* **Provided information**:
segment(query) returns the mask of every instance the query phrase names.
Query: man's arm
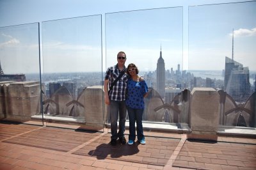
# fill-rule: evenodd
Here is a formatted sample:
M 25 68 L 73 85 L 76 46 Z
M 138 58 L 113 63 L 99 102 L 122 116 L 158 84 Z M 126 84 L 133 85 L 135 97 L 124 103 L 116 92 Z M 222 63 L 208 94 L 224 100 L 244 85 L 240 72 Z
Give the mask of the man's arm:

* **What is required**:
Copy the records above line for line without any changes, but leave out the pictures.

* **Solution for this task**:
segment(query) returns the mask of every instance the query phrase names.
Query: man's arm
# fill-rule: evenodd
Here is a formatted sample:
M 25 68 L 73 85 L 76 46 Z
M 138 58 L 113 63 L 99 102 L 122 116 L 158 84 Z M 126 84 L 133 85 L 135 97 L 124 103 L 116 92 Z M 222 63 L 208 94 L 224 100 L 244 85 L 240 72 Z
Give the mask of the man's arm:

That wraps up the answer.